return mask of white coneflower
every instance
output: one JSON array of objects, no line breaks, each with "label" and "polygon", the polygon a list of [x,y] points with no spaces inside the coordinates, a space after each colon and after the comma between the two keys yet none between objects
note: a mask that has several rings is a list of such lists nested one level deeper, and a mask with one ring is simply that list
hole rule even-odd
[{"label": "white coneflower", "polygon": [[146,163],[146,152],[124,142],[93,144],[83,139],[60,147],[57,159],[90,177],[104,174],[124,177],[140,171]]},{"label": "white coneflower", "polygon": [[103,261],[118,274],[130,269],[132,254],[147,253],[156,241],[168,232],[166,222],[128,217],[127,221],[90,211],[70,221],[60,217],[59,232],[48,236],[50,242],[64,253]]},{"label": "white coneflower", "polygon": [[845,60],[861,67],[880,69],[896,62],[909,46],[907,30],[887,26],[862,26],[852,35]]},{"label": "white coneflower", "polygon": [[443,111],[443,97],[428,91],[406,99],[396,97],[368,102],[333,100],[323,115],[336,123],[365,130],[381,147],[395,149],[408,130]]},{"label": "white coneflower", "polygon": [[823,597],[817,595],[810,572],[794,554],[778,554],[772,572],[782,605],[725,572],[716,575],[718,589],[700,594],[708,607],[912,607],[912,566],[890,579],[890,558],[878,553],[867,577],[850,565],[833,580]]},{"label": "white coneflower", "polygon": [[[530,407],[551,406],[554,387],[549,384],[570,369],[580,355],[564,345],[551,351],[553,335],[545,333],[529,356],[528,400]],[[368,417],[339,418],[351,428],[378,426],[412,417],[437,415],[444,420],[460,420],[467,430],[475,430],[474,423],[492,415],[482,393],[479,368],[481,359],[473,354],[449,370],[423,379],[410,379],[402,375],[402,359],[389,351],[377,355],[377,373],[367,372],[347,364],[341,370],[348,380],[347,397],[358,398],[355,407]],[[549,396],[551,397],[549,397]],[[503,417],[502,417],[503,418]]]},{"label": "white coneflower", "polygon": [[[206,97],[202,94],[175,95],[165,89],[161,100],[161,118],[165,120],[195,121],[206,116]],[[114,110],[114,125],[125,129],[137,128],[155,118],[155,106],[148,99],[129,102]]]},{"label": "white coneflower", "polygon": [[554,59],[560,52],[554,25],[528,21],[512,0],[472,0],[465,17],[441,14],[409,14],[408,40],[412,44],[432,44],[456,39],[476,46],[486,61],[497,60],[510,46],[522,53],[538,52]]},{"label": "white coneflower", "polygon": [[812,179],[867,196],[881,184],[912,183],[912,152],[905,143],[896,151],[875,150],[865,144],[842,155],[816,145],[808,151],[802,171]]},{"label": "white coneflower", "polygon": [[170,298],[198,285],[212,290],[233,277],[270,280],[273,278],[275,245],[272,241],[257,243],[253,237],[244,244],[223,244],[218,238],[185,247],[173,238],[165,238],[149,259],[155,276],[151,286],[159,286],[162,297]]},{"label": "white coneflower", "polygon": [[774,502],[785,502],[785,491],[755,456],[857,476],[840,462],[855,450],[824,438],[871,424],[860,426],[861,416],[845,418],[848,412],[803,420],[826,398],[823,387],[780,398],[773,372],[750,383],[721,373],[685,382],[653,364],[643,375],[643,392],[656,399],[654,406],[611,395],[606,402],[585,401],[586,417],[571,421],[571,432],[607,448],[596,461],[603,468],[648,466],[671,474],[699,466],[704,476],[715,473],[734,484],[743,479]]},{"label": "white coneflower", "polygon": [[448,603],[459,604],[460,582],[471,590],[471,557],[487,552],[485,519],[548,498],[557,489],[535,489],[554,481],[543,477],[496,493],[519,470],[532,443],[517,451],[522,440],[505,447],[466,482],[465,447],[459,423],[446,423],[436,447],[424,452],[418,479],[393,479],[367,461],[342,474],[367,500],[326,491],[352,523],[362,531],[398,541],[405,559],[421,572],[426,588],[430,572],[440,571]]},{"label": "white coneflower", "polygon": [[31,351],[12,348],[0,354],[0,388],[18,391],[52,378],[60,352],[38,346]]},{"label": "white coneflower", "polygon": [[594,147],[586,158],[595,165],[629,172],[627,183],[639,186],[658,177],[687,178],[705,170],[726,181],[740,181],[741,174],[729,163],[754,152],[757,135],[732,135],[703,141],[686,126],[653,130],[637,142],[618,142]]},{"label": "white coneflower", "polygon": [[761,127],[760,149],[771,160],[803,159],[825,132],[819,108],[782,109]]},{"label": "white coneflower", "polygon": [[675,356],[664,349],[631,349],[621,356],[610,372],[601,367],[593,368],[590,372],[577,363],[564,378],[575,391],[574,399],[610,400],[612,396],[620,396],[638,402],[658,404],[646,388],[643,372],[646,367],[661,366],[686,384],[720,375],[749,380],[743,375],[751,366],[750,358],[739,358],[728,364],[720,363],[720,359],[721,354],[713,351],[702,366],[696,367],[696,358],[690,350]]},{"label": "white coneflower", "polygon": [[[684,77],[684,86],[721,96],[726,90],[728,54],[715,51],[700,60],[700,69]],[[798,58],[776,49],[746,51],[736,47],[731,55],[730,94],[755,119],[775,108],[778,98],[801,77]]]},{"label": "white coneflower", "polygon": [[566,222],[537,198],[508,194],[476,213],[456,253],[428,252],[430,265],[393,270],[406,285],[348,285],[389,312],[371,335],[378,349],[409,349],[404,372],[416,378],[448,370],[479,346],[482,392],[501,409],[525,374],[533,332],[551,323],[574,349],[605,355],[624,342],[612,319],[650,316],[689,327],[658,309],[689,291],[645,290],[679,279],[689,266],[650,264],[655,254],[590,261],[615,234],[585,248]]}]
+-------+
(Objective):
Please copy out every line of the rows above, unchanged and in the same order.

(Answer to the problem):
return mask of white coneflower
every instance
output: one JSON array of objects, no line breaks, each with "label" and "polygon", the polygon a list of [x,y] points with no spaces inside the coordinates, a space after each colon and after the comma between the two keys yet none between objects
note: a mask that has several rings is a list of such lists nested one level deeper, and a mask with one ring is simply that list
hole rule even-odd
[{"label": "white coneflower", "polygon": [[146,163],[146,152],[124,142],[93,144],[83,139],[60,147],[57,159],[90,177],[104,174],[124,177],[140,171]]},{"label": "white coneflower", "polygon": [[103,261],[118,274],[130,269],[132,254],[147,253],[156,241],[168,232],[166,222],[128,217],[127,221],[90,211],[70,221],[60,217],[59,232],[48,236],[50,242],[64,253]]},{"label": "white coneflower", "polygon": [[845,60],[861,67],[880,69],[896,62],[909,46],[907,30],[887,26],[862,26],[852,35]]},{"label": "white coneflower", "polygon": [[443,111],[443,97],[428,91],[406,99],[396,97],[368,102],[333,100],[323,115],[336,123],[365,130],[381,147],[395,149],[408,130]]},{"label": "white coneflower", "polygon": [[823,597],[817,595],[810,572],[794,554],[778,554],[772,572],[782,605],[725,572],[716,575],[718,589],[700,594],[708,607],[912,607],[912,566],[890,579],[890,558],[878,553],[867,577],[850,565],[833,580]]},{"label": "white coneflower", "polygon": [[[530,407],[551,406],[554,387],[549,384],[570,369],[580,355],[564,345],[551,351],[553,335],[545,333],[529,356],[528,400]],[[368,417],[339,418],[351,428],[378,426],[412,417],[437,415],[444,420],[460,420],[467,430],[475,430],[474,423],[492,415],[482,393],[479,368],[481,359],[473,354],[449,370],[423,379],[410,379],[402,375],[402,359],[389,351],[377,355],[377,373],[367,372],[347,364],[341,370],[348,380],[347,397],[358,398],[355,407]],[[549,396],[551,397],[549,397]],[[503,417],[502,417],[503,418]]]},{"label": "white coneflower", "polygon": [[[206,97],[202,94],[175,95],[165,89],[161,100],[161,118],[165,120],[195,121],[206,116]],[[114,110],[114,125],[125,129],[137,128],[155,118],[155,106],[148,99],[129,102]]]},{"label": "white coneflower", "polygon": [[554,59],[560,52],[554,25],[528,21],[512,0],[472,0],[465,17],[441,14],[409,14],[408,40],[412,44],[432,44],[456,39],[476,46],[486,61],[497,60],[510,46],[522,53],[538,52]]},{"label": "white coneflower", "polygon": [[812,179],[867,196],[881,184],[912,183],[912,152],[905,143],[896,151],[875,150],[865,144],[842,155],[816,145],[808,151],[802,171]]},{"label": "white coneflower", "polygon": [[170,298],[198,285],[212,290],[233,277],[270,280],[273,278],[275,245],[272,241],[257,243],[253,237],[244,244],[223,244],[218,238],[185,247],[173,238],[165,238],[149,259],[155,276],[151,286],[159,286],[162,297]]},{"label": "white coneflower", "polygon": [[774,502],[785,502],[785,491],[755,456],[857,476],[840,462],[855,450],[824,438],[871,424],[860,426],[861,416],[845,418],[848,412],[803,420],[826,398],[823,387],[780,398],[773,372],[750,383],[721,373],[685,382],[653,364],[643,375],[643,392],[656,399],[654,406],[611,395],[606,402],[585,401],[586,417],[571,421],[571,432],[607,448],[596,461],[603,468],[648,466],[671,474],[699,466],[704,476],[715,473],[734,484],[743,479]]},{"label": "white coneflower", "polygon": [[448,603],[459,604],[460,582],[471,590],[471,557],[487,552],[485,519],[548,498],[557,489],[535,489],[554,481],[543,477],[496,493],[519,470],[532,443],[517,451],[522,440],[505,447],[466,482],[465,447],[459,423],[446,423],[436,447],[424,452],[418,479],[393,479],[367,461],[342,474],[367,500],[326,491],[352,523],[362,531],[398,541],[405,559],[421,572],[426,588],[430,572],[440,571]]},{"label": "white coneflower", "polygon": [[31,351],[12,348],[0,354],[0,388],[18,391],[52,378],[60,352],[38,346]]},{"label": "white coneflower", "polygon": [[594,147],[586,158],[595,165],[629,172],[627,183],[639,186],[658,177],[687,178],[705,170],[726,181],[740,181],[741,174],[729,163],[754,152],[757,135],[732,135],[703,141],[686,126],[653,130],[637,142],[618,142]]},{"label": "white coneflower", "polygon": [[761,127],[760,149],[771,160],[803,159],[825,132],[819,108],[782,109]]},{"label": "white coneflower", "polygon": [[675,356],[664,349],[631,349],[621,356],[610,372],[601,367],[593,368],[590,372],[577,363],[564,378],[575,391],[574,399],[610,400],[612,396],[620,396],[638,402],[658,404],[646,388],[643,372],[646,367],[661,366],[686,384],[720,375],[749,380],[743,375],[751,366],[750,358],[739,358],[728,364],[720,363],[720,359],[721,354],[713,351],[702,366],[696,367],[696,358],[690,350]]},{"label": "white coneflower", "polygon": [[[684,77],[684,86],[721,96],[726,90],[728,54],[715,51],[700,60],[700,69]],[[798,58],[776,49],[746,51],[736,47],[731,55],[730,94],[755,119],[775,108],[778,98],[801,77]]]},{"label": "white coneflower", "polygon": [[566,222],[537,198],[508,194],[476,213],[456,253],[428,252],[430,265],[393,270],[406,285],[348,285],[389,312],[371,335],[378,349],[409,349],[404,372],[416,378],[448,370],[479,346],[482,392],[501,409],[525,374],[533,332],[551,323],[574,349],[605,355],[624,342],[612,319],[650,316],[689,327],[658,309],[689,291],[645,290],[679,279],[689,266],[650,264],[655,254],[590,261],[615,234],[585,248]]}]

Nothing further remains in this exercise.